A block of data
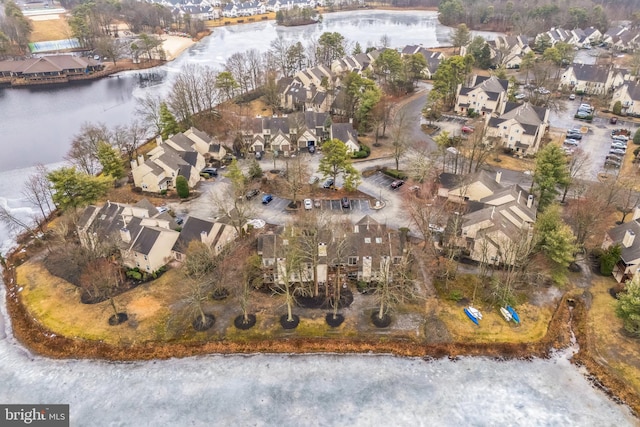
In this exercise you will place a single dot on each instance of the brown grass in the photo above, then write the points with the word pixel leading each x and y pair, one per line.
pixel 52 29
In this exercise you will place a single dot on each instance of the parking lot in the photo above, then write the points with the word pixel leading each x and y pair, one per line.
pixel 596 141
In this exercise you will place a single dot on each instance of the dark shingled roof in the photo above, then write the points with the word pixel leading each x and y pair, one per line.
pixel 145 240
pixel 617 234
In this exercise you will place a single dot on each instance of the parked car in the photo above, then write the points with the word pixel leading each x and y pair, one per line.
pixel 328 183
pixel 308 204
pixel 252 193
pixel 624 138
pixel 210 171
pixel 397 184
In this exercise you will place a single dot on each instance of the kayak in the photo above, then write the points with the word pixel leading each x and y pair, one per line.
pixel 513 313
pixel 505 313
pixel 476 313
pixel 471 316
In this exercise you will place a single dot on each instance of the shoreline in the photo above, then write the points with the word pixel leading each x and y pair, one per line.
pixel 569 317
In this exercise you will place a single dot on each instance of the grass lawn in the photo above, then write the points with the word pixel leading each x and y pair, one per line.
pixel 612 348
pixel 50 29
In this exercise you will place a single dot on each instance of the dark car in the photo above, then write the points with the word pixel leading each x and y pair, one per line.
pixel 252 193
pixel 397 184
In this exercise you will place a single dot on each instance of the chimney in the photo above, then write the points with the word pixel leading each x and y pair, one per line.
pixel 629 237
pixel 125 235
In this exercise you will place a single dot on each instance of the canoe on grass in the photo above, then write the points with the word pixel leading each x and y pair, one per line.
pixel 505 313
pixel 476 313
pixel 513 313
pixel 471 316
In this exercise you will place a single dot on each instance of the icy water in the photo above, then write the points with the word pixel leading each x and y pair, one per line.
pixel 265 390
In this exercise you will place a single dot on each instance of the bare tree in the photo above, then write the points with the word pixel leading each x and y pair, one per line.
pixel 148 110
pixel 84 147
pixel 578 164
pixel 37 191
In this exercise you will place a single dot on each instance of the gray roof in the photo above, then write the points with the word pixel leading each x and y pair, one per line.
pixel 192 230
pixel 591 73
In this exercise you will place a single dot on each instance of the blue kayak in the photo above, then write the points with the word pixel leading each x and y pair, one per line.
pixel 471 316
pixel 514 315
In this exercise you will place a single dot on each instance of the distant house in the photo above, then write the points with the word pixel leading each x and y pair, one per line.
pixel 496 218
pixel 625 236
pixel 54 68
pixel 347 134
pixel 286 134
pixel 519 127
pixel 592 79
pixel 432 57
pixel 216 235
pixel 485 95
pixel 144 236
pixel 174 157
pixel 367 253
pixel 629 96
pixel 508 51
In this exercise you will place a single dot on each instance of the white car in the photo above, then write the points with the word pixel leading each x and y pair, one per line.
pixel 308 204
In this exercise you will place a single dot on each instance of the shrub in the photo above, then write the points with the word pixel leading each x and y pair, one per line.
pixel 609 259
pixel 363 153
pixel 182 187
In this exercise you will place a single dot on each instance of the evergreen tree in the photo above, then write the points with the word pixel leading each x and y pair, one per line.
pixel 182 187
pixel 168 123
pixel 551 172
pixel 110 160
pixel 628 307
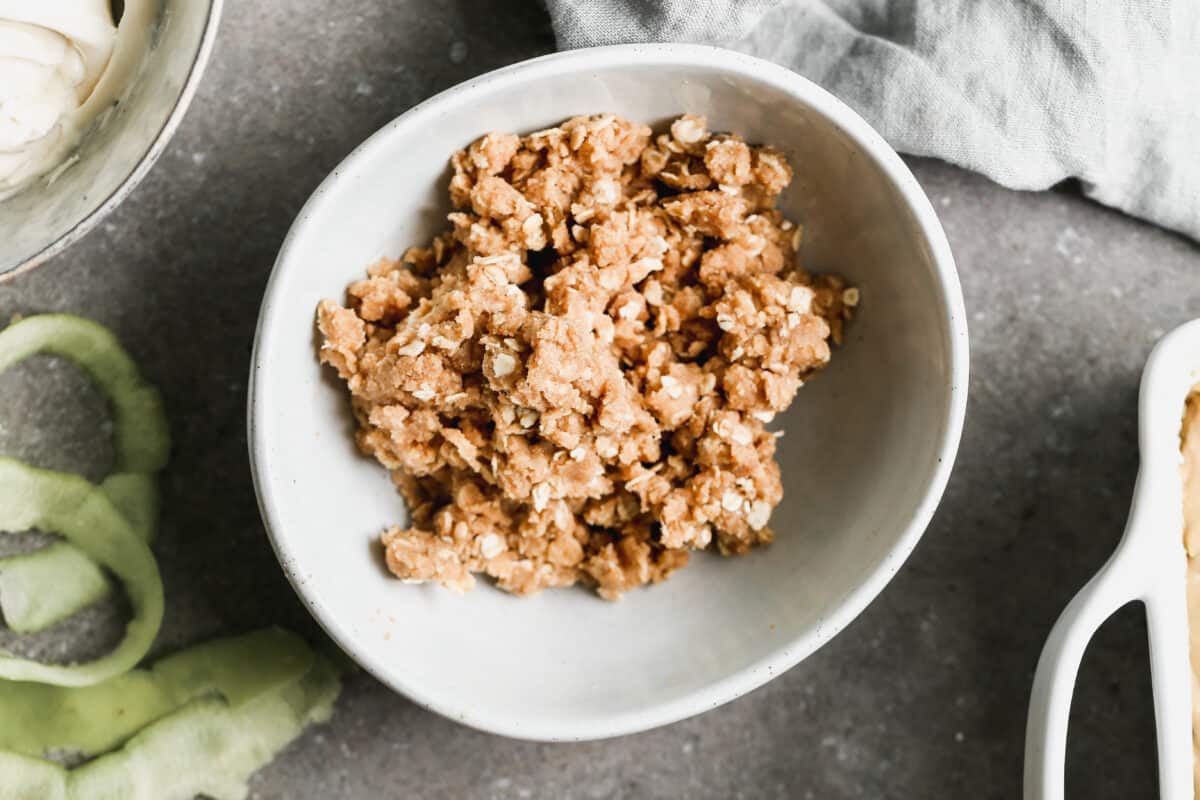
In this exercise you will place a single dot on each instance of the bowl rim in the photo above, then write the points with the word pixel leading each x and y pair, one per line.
pixel 157 146
pixel 793 651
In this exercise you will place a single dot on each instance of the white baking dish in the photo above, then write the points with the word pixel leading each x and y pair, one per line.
pixel 1149 565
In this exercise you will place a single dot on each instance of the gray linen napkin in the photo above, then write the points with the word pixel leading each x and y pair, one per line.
pixel 1026 91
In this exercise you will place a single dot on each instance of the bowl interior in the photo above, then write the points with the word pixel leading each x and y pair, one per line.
pixel 861 456
pixel 36 220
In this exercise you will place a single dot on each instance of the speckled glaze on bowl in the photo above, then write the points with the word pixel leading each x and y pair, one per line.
pixel 49 215
pixel 867 456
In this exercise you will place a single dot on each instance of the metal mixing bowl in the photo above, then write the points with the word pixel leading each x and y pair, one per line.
pixel 48 216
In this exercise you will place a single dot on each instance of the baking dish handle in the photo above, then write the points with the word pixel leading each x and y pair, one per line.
pixel 1135 571
pixel 1054 684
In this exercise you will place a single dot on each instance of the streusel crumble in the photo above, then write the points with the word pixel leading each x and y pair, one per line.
pixel 571 384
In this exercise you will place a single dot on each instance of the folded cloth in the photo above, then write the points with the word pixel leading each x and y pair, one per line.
pixel 1029 92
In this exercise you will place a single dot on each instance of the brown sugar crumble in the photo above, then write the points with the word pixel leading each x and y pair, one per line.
pixel 571 384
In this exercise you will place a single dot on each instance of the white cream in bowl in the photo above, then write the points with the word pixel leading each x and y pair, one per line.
pixel 61 64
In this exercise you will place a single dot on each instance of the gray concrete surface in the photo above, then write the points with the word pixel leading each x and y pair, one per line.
pixel 923 697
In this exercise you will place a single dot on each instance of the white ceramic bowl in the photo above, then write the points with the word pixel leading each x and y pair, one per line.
pixel 113 157
pixel 868 450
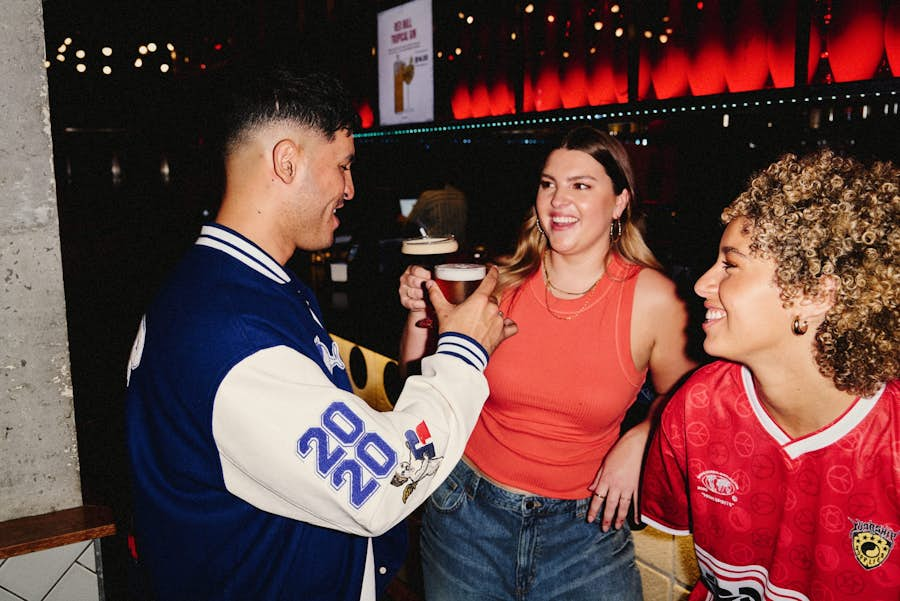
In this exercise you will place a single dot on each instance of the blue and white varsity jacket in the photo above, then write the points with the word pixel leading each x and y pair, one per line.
pixel 257 473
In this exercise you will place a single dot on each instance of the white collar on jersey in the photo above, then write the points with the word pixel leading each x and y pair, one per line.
pixel 244 251
pixel 817 440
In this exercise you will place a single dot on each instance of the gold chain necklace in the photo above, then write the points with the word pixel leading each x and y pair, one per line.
pixel 548 284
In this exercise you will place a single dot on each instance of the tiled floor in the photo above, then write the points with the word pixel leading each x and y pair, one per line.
pixel 67 573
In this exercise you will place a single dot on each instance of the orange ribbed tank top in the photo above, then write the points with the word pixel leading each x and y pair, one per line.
pixel 559 388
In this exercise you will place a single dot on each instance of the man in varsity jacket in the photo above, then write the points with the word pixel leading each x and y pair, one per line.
pixel 257 473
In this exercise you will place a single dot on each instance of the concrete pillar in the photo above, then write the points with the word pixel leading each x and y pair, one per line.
pixel 38 449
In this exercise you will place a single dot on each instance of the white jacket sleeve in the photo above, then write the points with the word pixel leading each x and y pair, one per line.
pixel 293 444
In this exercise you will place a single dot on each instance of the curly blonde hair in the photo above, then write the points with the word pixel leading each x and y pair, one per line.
pixel 609 152
pixel 830 215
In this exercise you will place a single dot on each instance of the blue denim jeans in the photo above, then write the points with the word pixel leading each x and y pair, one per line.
pixel 481 542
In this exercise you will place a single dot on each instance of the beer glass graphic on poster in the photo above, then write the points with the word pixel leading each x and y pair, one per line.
pixel 405 64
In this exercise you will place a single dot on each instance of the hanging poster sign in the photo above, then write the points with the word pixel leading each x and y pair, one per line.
pixel 405 64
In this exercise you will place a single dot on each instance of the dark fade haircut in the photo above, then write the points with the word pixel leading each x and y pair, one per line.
pixel 258 97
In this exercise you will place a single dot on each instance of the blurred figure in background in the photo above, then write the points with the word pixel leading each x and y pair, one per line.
pixel 783 458
pixel 516 516
pixel 440 210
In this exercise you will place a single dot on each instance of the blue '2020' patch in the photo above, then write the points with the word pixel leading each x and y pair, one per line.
pixel 346 454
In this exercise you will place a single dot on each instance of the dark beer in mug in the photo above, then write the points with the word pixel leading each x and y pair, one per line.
pixel 428 251
pixel 458 280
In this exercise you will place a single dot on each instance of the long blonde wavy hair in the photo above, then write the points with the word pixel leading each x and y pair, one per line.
pixel 531 245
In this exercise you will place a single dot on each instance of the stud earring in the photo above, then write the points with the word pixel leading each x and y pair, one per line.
pixel 615 230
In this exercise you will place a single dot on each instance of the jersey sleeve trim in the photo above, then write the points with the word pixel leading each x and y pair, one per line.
pixel 663 528
pixel 463 347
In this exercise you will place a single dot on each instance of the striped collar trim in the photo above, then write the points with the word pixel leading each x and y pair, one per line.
pixel 819 439
pixel 238 247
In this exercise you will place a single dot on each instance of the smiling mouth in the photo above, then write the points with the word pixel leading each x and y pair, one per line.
pixel 714 314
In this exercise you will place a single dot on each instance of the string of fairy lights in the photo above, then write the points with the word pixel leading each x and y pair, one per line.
pixel 85 58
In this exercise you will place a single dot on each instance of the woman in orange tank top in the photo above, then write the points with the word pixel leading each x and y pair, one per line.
pixel 537 508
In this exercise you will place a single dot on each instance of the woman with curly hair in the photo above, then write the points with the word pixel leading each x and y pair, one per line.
pixel 516 519
pixel 783 459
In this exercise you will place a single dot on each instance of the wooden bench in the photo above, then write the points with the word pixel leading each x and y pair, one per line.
pixel 55 529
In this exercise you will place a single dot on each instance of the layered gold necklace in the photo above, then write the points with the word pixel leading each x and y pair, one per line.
pixel 548 284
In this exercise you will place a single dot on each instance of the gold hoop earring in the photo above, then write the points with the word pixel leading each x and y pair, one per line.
pixel 615 230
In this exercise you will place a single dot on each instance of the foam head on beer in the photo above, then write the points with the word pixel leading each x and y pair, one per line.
pixel 426 245
pixel 458 280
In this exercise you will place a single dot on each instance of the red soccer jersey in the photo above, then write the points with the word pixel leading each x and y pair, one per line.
pixel 775 518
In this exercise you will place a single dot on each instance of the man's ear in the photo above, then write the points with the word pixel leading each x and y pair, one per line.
pixel 285 160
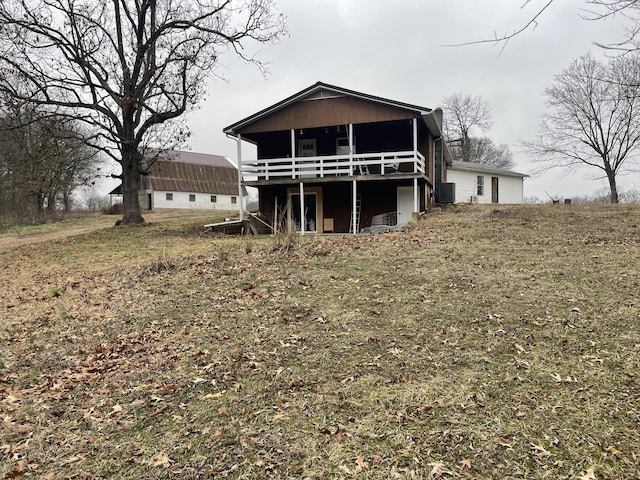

### Problem to solve
Can you transcribe the lines in the listing above without changing anything, starting with the line that contains "of the streusel" and going on through the line that contains "pixel 1029 92"?

### Answer
In this exercise you will place a single dot on each instance of the streusel crumble in the photo above, then write the points with the word pixel leading each x and y pair, one per line.
pixel 571 384
In this exercise you will place a single dot on each instance of the folded cloth in the photo above, then write the points with the word pixel leading each x and y pair, one per line.
pixel 1029 92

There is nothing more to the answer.